▶ Problem statement
Show every line of the rows below that contains the word "tower".

[Entries taken from a collection]

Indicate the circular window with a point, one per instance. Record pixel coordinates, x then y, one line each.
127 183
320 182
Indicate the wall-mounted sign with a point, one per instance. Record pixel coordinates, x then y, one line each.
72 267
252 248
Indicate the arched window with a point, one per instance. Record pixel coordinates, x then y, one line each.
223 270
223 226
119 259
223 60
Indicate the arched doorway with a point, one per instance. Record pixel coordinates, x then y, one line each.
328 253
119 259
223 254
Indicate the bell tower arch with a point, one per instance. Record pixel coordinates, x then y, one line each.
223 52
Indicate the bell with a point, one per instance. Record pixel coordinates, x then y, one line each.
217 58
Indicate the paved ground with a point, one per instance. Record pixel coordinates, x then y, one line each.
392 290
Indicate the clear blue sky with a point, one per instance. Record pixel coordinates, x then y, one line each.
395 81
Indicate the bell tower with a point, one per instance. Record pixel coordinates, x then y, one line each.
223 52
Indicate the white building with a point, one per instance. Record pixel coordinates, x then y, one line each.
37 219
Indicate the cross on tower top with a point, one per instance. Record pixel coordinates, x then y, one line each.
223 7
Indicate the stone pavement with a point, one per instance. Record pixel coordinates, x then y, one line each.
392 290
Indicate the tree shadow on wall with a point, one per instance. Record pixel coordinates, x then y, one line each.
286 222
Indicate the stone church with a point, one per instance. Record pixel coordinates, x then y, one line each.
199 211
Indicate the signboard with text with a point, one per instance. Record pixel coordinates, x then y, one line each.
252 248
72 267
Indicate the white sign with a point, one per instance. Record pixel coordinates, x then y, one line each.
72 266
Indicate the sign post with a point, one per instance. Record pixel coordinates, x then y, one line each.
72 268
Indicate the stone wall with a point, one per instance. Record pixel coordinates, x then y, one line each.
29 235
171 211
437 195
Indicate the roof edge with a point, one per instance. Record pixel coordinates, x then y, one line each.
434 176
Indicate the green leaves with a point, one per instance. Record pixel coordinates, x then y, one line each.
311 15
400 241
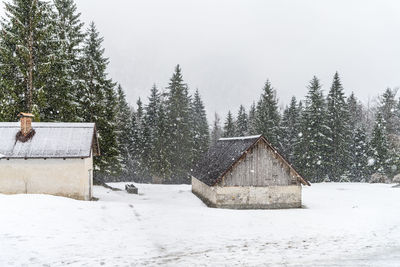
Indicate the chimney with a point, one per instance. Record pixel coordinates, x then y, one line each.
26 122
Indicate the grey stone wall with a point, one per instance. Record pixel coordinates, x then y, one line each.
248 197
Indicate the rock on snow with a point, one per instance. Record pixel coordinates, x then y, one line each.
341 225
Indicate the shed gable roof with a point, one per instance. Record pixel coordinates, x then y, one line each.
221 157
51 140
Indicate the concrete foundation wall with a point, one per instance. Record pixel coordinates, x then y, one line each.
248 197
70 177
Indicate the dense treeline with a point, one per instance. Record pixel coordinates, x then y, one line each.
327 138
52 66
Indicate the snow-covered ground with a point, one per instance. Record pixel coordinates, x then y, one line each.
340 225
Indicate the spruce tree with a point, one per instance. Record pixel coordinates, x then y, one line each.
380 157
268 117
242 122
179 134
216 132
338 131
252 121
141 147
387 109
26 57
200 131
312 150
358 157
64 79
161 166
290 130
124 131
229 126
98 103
==
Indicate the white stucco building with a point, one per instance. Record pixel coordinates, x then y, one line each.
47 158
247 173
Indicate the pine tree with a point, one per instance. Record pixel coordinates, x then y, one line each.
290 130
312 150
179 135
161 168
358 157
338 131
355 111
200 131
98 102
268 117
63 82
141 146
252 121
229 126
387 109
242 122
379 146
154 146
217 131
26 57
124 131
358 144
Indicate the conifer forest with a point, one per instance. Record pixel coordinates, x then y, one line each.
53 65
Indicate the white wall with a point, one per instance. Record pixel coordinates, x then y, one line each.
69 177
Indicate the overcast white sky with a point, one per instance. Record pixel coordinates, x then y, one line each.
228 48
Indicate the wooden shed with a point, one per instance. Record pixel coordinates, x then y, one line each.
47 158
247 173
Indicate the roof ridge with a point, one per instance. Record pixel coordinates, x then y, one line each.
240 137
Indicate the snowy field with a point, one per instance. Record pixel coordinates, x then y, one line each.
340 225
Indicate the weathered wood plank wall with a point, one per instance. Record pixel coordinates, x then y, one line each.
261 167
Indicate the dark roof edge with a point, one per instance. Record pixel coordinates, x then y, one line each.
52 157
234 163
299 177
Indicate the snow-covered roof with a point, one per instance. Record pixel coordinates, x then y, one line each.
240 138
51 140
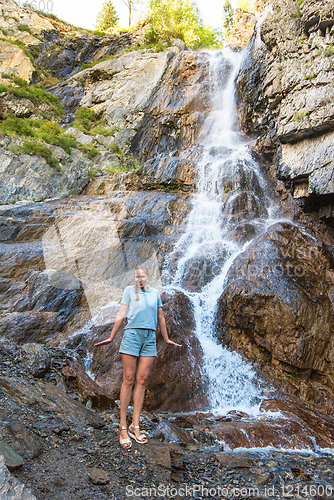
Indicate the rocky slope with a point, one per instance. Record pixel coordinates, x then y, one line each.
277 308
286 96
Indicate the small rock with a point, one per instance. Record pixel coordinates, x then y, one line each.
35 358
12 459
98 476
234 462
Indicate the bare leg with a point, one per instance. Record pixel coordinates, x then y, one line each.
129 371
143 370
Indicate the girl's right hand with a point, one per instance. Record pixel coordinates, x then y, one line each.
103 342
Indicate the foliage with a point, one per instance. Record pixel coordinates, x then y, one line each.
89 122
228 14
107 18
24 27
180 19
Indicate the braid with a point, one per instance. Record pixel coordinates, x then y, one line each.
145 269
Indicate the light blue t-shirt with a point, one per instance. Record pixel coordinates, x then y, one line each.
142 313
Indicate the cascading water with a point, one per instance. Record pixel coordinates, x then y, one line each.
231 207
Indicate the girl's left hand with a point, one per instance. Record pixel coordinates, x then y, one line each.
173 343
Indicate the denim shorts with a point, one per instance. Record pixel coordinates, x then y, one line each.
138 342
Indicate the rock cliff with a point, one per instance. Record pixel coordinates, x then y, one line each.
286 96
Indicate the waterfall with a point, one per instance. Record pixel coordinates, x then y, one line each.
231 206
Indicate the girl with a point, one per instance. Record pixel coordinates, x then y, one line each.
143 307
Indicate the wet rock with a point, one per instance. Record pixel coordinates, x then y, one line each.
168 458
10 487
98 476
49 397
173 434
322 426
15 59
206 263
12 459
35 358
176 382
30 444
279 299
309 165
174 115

▶ Response for this exercise
Indicate the bell tower arch with a point, one per instance. Record pixel coordinates, x then y, one line each.
Indicate the bell tower with a point, one per instance. Record pixel coordinates, x then y, one line each.
Indicate the cross on tower top with a point, one per instance. Record pixel coordinates, x then y, one line each.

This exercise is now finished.